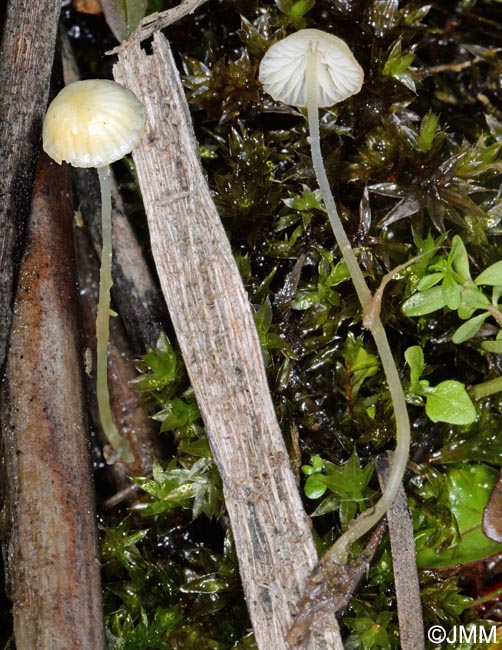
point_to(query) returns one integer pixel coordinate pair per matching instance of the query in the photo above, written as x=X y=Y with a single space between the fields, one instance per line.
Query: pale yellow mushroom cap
x=283 y=69
x=93 y=123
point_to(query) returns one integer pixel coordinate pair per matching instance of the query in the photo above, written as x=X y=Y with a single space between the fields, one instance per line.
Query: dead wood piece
x=215 y=329
x=330 y=588
x=159 y=20
x=27 y=52
x=52 y=556
x=409 y=605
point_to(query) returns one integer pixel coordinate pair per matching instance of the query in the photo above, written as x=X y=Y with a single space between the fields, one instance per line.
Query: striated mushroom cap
x=283 y=69
x=93 y=123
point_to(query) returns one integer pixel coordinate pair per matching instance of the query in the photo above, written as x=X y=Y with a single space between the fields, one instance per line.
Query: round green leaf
x=469 y=488
x=449 y=402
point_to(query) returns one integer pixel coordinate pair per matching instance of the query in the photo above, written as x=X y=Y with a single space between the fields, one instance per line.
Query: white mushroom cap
x=93 y=123
x=283 y=69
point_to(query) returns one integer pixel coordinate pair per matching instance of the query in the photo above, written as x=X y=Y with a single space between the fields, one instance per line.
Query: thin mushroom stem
x=365 y=521
x=120 y=445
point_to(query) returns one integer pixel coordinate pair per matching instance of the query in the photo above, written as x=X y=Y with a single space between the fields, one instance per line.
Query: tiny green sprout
x=446 y=402
x=295 y=9
x=449 y=284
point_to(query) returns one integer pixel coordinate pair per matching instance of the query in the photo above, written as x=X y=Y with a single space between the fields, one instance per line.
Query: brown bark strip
x=26 y=56
x=402 y=542
x=214 y=325
x=52 y=556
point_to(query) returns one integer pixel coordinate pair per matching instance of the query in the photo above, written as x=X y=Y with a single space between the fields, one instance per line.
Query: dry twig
x=216 y=333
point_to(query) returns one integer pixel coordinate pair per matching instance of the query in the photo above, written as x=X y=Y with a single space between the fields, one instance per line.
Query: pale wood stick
x=216 y=333
x=409 y=605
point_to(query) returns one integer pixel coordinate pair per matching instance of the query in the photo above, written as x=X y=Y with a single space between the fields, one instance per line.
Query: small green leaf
x=469 y=488
x=314 y=489
x=449 y=402
x=495 y=347
x=469 y=329
x=428 y=129
x=492 y=275
x=429 y=281
x=415 y=359
x=424 y=302
x=459 y=259
x=451 y=292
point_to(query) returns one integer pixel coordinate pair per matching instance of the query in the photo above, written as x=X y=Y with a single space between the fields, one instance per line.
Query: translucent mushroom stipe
x=94 y=123
x=313 y=69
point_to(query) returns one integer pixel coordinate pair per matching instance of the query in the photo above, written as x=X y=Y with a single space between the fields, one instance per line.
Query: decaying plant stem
x=52 y=556
x=216 y=333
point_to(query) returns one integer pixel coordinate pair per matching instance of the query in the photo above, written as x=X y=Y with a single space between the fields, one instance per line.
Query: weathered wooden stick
x=52 y=556
x=27 y=52
x=216 y=333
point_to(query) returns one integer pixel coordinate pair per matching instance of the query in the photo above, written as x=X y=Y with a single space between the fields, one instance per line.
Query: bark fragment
x=53 y=567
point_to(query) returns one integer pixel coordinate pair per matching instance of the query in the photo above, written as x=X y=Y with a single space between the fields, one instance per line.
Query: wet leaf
x=469 y=488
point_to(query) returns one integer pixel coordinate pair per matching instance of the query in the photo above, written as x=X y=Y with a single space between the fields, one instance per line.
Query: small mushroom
x=314 y=69
x=92 y=124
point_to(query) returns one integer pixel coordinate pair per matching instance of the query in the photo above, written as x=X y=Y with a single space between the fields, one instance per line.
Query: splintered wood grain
x=52 y=557
x=214 y=325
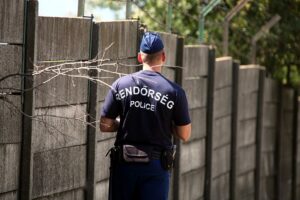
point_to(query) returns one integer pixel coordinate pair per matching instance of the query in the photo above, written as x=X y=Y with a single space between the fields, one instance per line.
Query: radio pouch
x=134 y=154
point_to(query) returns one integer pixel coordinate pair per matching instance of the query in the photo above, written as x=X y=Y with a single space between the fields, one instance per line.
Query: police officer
x=151 y=109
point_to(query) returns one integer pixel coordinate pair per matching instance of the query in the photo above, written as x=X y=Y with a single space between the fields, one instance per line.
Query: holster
x=115 y=156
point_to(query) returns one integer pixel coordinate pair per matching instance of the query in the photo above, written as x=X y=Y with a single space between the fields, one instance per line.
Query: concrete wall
x=11 y=32
x=286 y=145
x=246 y=132
x=124 y=38
x=269 y=132
x=298 y=154
x=64 y=156
x=221 y=139
x=59 y=133
x=192 y=157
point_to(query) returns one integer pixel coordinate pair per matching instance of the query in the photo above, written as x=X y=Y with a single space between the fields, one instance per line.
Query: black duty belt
x=155 y=155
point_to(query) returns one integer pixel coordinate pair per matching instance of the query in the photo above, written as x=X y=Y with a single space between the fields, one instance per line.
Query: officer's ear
x=140 y=58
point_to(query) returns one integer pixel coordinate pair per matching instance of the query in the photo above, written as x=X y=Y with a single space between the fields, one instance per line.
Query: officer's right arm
x=183 y=132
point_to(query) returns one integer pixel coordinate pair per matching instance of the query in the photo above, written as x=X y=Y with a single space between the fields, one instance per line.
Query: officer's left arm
x=108 y=125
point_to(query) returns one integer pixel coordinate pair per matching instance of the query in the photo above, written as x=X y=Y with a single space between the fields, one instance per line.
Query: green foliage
x=278 y=51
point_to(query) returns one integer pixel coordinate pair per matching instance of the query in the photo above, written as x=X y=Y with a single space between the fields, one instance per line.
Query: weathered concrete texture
x=267 y=188
x=111 y=71
x=221 y=131
x=192 y=184
x=247 y=105
x=102 y=190
x=198 y=118
x=268 y=140
x=9 y=167
x=223 y=72
x=269 y=116
x=69 y=195
x=9 y=196
x=298 y=152
x=170 y=46
x=222 y=102
x=245 y=186
x=54 y=89
x=63 y=38
x=248 y=79
x=220 y=161
x=103 y=161
x=245 y=159
x=268 y=136
x=58 y=170
x=246 y=133
x=192 y=66
x=58 y=127
x=10 y=63
x=11 y=21
x=194 y=154
x=10 y=120
x=220 y=188
x=196 y=91
x=117 y=39
x=267 y=167
x=271 y=90
x=286 y=141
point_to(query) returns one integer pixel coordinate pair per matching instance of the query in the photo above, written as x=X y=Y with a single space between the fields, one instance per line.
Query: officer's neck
x=155 y=68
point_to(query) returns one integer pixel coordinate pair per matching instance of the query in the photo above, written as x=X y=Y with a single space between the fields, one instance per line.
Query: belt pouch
x=133 y=154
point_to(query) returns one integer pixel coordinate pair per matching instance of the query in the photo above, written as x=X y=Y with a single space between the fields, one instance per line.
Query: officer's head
x=152 y=50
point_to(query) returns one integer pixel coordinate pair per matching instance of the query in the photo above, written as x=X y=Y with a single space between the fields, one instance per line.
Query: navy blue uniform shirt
x=148 y=105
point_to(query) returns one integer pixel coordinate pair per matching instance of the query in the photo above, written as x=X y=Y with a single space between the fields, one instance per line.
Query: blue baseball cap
x=151 y=43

--*--

*Problem statement:* Please write out all the data word for word, but keep every picture out.

*Your solution:*
point_to(query) returns one integer pixel coordinate pair per matching instance of the query in the photo above, written as x=X y=Y with a single space between the fields, one instance per line.
Query: pale yellow mushroom cap
x=283 y=69
x=93 y=123
point_to(query) returns one integer pixel coordinate pair per matching instance of the query in the photo above, written as x=X y=Y with a single space between the fields, one instance per line.
Query: dead wood piece
x=215 y=329
x=330 y=588
x=159 y=20
x=27 y=52
x=52 y=556
x=409 y=605
point_to(query) returns one integer pixel coordinate pair per matching instance of the query in the photo above, written as x=X y=Y with a single space between the fields, one instance per line.
Query: striated mushroom cap
x=283 y=69
x=93 y=123
point_to(query) returns one integer pixel coordinate pair per matching instance of the query in the photo above, written as x=X y=Y with a single space between the fields, one instance per line.
Query: round green leaf
x=469 y=488
x=449 y=402
point_to(query) returns one integer pixel coordinate pair per matching instance of the query in the photo above, written as x=X y=Y with a single space between the fields, one instance per line.
Query: white mushroom cap
x=93 y=123
x=283 y=69
point_to(query) returns one integer pixel coordinate pair per matching instance of the query in the photo above, written as x=X y=Y with a single space between the fields, one instance per line.
Query: thin mushroom stem
x=365 y=521
x=120 y=445
point_to(query) returns one integer pixel coordinate pair per matching instance of the query in the photo above, written as x=X y=Y with a single space between the fields, one instance per line.
Query: tiny green sprout
x=446 y=402
x=295 y=9
x=449 y=284
point_to(query) returns one integer pixel coordinate pair per matching instance of the query in the photo above, written as x=X y=Y with a single space between the fields, one instance per line.
Query: brown bark strip
x=26 y=56
x=402 y=542
x=214 y=325
x=52 y=556
point_to(query) returns one integer pixel coordinate pair per matching instance of the query in the photo above, written as x=X y=Y with a single space between the fields, one instance per line.
Query: dry twig
x=216 y=333
point_to(query) returns one integer pixel coordinate pair per matching instance of the query in the photo above, written as x=X y=Y with a single space between the fields, one instance per line.
Query: pale wood stick
x=216 y=333
x=409 y=605
point_to(query) returns one integer pixel coordinate pair per matching instance of the query in the photo above, written as x=X y=Y with a single space between the fields, one instance per line.
Query: small green leaf
x=469 y=488
x=314 y=489
x=449 y=402
x=495 y=347
x=469 y=329
x=428 y=129
x=492 y=275
x=429 y=281
x=415 y=359
x=424 y=302
x=459 y=259
x=451 y=292
point_to(query) returns one integer pixel coordinate pair per matching instance of the query in the photo above, written as x=X y=Y with a single space between the fields, one instance per line.
Query: translucent mushroom stipe
x=94 y=123
x=313 y=69
point_to(query) returns one integer pixel coordinate pair per matching instance of the query in the photo above, written as x=X y=Y with a single space between the fields, one instance per line.
Query: decaying plant stem
x=52 y=556
x=216 y=333
point_to(query) returns one integer pixel coordinate pair per matching instance of the query in the photo above, written as x=X y=Y with a single space between the fields, one instance per line.
Query: weathered wooden stick
x=52 y=556
x=27 y=52
x=216 y=333
point_to(query) returns one integer pixel coordinate pair per matching instance of the query in the photo above, written as x=X y=Y with a single space between the fields, one instance per line.
Query: bark fragment
x=53 y=567
point_to(query) returns one integer pixel coordinate pair per matching instance of the query in the photo above, written as x=X y=Y with a single space between the fields, one instance per line.
Query: wet leaf
x=469 y=488
point_to(query) returns one integer pixel coordinate pair per matching instance of the query in the photo above, written as x=X y=Y with a single space between the fields, one instance per line.
Query: small mushroom
x=314 y=69
x=92 y=124
point_to(query) returns one integer pixel coordinate pair per matching instance of the query in the photo above, written as x=X y=Y with a single space between the fields, one instance per line.
Query: splintered wood grain
x=52 y=557
x=214 y=325
point_to(query) returns one integer pixel coordinate pair per matching instance of the query in the photo above, written as x=X y=Y with a single space between the fields, one instance per line.
Query: radio pouch
x=134 y=154
point_to(query) returns one integer pixel coordinate pair per matching instance of the query in the photo above, written as x=X y=Y with a single space between the fields, one instance per line.
Query: police officer
x=151 y=109
point_to(query) returns one integer pixel coordinate pair per matching instance of the query in the photo above, written as x=X y=Y with a single space between the fields, one instance per line.
Query: holster
x=115 y=156
point_to(query) returns one integer pixel coordinate pair per matching instance of the query in the photo above, written as x=X y=Y with a single space between the fields, one instance per line.
Query: concrete wall
x=11 y=32
x=286 y=145
x=246 y=132
x=124 y=38
x=269 y=132
x=298 y=154
x=64 y=156
x=221 y=139
x=59 y=133
x=192 y=157
point_to(query) returns one integer pixel coordinate pair per matching instance of the query in the photo above, written as x=X y=Y with a single space between the fields, one instance per line.
Query: black duty belt
x=155 y=155
point_to(query) returns one integer pixel coordinate pair per matching instance of the query in the photo above, written as x=X y=Y with a single space between the fields, one instance per line.
Query: officer's ear
x=140 y=58
point_to(query) returns one integer pixel coordinate pair per matching instance of the query in the photo above, written as x=X y=Y with a single space between the fields, one instance per line.
Query: officer's right arm
x=183 y=132
point_to(query) returns one integer pixel coordinate pair per matching instance of the query in the photo above, written as x=X y=Y with a single space between the fields, one instance per line.
Query: officer's left arm
x=108 y=125
point_to(query) returns one integer pixel coordinate pair per matching instance of the query in the photo above, written as x=X y=Y with a single space between the fields, one instance per line.
Query: green foliage
x=278 y=51
point_to(query) returns one integer pixel coordinate pair per matching instance of the query in the photo above, written as x=X y=Y with a single space between the fields, one instance per line.
Query: weathered concrete texture
x=267 y=188
x=111 y=71
x=221 y=131
x=192 y=184
x=247 y=105
x=102 y=190
x=198 y=118
x=268 y=140
x=9 y=167
x=223 y=72
x=269 y=116
x=69 y=195
x=9 y=196
x=298 y=152
x=170 y=46
x=222 y=102
x=245 y=186
x=54 y=89
x=63 y=38
x=248 y=79
x=220 y=161
x=103 y=161
x=245 y=159
x=268 y=136
x=58 y=170
x=246 y=133
x=192 y=66
x=58 y=127
x=10 y=63
x=11 y=21
x=194 y=154
x=10 y=120
x=220 y=188
x=196 y=91
x=117 y=39
x=267 y=167
x=271 y=90
x=286 y=141
point_to(query) returns one integer pixel coordinate pair per matching instance of the query in the photo above, written as x=X y=Y with a single space between the fields, one instance per line.
Query: officer's neck
x=155 y=68
point_to(query) returns one integer pixel coordinate pair per matching instance of the query in the photo above, written as x=X y=Y with a single space between the fields, one instance per line.
Query: belt pouch
x=133 y=154
point_to(query) returns one integer pixel coordinate pair per matching instance of the query in the photo above, written as x=X y=Y with a single space between the fields, one instance per line.
Query: officer's head
x=152 y=50
point_to(query) returns one integer pixel coordinate pair per matching instance of the query in the photo above, written as x=X y=Y with a single space between the fields, one instance per line.
Query: navy blue uniform shirt
x=148 y=105
point_to(query) returns one integer pixel coordinate pair per matching instance of the query in the photo above, written as x=X y=Y with a single space between the fields, one instance per line.
Query: blue baseball cap
x=151 y=43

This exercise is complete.